== Supplied text

On my flight today, I watched Spring Breakers,
Harmony Kormine’s 2012 film of four young women on a raucous trip that descends
into crime and violence. A third of the way through the movie, the police bust
a party, and the women find themselves bikini-clad in front of a judge. The
judge tells them, “You’re not going to be charged with narcotics possession
because it wasn’t found on your actual person. You will be issued citations,
and you’re going to have to pay those fines or you’re going to have to do two
more days in county.” Our protagonists protest: “We don’t have any money.” The
judge replies, “Call mommy and daddy or do the time.”
The state has not convicted the women
of a crime—it has not even charged them with one. Instead, the court has
imposed a fine, and ordered that if the women fail to pay it they must serve a
jail sentence instead. The court expresses disinterest in whether they can
afford to pay the fine, meaning that whether or not they are incarcerated turns
entirely on if they have the resources to pay up to the state.
Sound like the type of thing that
might violate the constitution? It does. The Supreme Court has ruled that
courts cannot convert the unpaid fines of an indigent person into a jail
sentence and that courts
may not revoke probation for an individual’s failure to pay a fine if he or
she cannot afford it.
The
scene grabbed my attention not because the scene is unrealistic; a paragon of
realism, Spring Breakers is not. Instead, the scene piqued my interest because
pay-or-stay sentencing may be unconstitutional, but it is nonetheless a
widespread although mostly unexamined phenomenon.
An
amicus
brief the ACLU and the Brennan Center filed just two weeks ago details how
hundreds of defendants in Michigan have received pay-or-stay sentences despite
being too poor to meet their legal financial obligations. In one case the brief
mentions, a nineteen-year-old received a ticket for fishing out of season; he
was unable to pay the 215 dollars immediately, so the judge sentenced him to a
jail sentence instead.
Pay-or-stay sentences create a
two-tiered justice system where only the poor go to jail, but they’re lousy
policy too. Jail sentences only make it more difficult for the poor to be able
to pay back their debts, as jail terms disrupt employment and stigmatize the
debtors. They also, of course, force the state to incur more costs by
incarcerating more people.

====
== Information shown

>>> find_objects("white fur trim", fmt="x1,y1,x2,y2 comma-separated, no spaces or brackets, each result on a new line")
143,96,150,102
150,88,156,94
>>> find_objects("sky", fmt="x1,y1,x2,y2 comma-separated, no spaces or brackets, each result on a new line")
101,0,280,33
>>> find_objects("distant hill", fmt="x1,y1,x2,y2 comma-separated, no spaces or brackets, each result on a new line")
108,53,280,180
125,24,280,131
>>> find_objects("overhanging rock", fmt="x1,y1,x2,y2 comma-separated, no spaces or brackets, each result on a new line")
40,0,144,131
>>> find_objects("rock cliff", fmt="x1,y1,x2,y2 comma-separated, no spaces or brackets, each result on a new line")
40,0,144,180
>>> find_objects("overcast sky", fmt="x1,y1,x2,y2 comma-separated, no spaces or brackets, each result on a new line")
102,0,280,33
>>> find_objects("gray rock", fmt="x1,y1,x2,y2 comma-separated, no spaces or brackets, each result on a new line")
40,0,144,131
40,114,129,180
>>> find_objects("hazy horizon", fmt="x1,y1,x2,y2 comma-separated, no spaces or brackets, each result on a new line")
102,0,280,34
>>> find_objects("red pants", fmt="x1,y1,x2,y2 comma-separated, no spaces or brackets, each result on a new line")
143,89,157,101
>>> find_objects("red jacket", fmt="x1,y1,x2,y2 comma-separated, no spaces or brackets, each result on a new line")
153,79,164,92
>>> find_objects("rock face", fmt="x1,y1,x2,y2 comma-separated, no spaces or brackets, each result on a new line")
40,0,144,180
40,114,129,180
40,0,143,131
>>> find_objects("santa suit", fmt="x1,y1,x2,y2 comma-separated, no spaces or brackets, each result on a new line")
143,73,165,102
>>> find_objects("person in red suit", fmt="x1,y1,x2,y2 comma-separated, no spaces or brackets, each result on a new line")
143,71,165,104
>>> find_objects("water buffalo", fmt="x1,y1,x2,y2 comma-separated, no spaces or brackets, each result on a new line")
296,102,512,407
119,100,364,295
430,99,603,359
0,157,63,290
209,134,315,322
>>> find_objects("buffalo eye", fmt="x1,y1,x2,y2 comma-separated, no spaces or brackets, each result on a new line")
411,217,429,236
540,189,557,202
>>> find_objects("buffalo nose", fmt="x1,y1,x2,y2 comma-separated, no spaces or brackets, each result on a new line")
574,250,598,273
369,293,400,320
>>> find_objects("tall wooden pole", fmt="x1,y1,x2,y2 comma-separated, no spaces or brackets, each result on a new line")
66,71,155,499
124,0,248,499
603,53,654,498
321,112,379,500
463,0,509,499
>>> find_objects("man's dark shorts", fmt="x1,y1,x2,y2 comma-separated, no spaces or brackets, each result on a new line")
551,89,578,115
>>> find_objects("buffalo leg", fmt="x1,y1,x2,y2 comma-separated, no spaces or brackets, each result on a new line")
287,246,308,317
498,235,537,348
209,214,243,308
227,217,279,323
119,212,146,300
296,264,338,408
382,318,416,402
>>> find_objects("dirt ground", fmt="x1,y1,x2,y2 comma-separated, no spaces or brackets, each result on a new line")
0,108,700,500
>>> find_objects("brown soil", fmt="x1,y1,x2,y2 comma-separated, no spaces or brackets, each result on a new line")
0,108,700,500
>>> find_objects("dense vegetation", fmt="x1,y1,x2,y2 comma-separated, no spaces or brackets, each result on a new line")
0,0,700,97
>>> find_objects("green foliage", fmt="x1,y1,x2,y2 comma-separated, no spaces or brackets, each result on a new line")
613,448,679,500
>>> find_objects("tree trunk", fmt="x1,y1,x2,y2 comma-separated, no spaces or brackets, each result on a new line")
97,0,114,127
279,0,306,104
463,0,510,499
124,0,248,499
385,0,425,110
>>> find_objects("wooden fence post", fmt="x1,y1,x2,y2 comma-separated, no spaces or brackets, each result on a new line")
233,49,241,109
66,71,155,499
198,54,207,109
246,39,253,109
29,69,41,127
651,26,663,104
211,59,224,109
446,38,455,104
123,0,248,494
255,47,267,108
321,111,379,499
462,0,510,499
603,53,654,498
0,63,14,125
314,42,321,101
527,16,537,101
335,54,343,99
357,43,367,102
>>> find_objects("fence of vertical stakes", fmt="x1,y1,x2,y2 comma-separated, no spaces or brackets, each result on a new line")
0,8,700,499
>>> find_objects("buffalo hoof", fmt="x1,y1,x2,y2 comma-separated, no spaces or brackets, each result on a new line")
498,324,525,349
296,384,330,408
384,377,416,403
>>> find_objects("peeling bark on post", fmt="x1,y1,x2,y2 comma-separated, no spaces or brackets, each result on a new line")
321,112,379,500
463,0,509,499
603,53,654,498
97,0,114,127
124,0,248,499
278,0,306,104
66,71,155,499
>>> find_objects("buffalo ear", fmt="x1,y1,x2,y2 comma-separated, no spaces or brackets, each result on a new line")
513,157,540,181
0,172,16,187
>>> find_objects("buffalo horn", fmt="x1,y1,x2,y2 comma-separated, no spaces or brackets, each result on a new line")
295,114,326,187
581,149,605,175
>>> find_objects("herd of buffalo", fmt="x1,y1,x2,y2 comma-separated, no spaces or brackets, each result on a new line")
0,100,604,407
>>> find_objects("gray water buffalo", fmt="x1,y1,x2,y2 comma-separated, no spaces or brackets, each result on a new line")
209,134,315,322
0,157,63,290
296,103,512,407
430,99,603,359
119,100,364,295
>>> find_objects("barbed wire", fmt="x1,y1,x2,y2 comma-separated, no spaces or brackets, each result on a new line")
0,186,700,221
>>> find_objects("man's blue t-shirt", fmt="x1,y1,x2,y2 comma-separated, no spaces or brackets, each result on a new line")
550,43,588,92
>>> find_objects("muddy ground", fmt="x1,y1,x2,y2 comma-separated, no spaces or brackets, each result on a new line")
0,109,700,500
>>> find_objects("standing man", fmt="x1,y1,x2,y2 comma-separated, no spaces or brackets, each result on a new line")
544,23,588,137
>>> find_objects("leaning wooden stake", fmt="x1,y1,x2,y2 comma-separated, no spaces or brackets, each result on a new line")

====

Stated goal → Translate this sentence from the piece on pay-or-stay sentencing into Spanish: "Jail sentences only make it more difficult for the poor to be able to pay back their debts, as jail terms disrupt employment and stigmatize the debtors."

Result below → Las penas de cárcel solo hacen más difícil que los pobres puedan saldar sus deudas, ya que los períodos de reclusión interrumpen el empleo y estigmatizan a los deudores.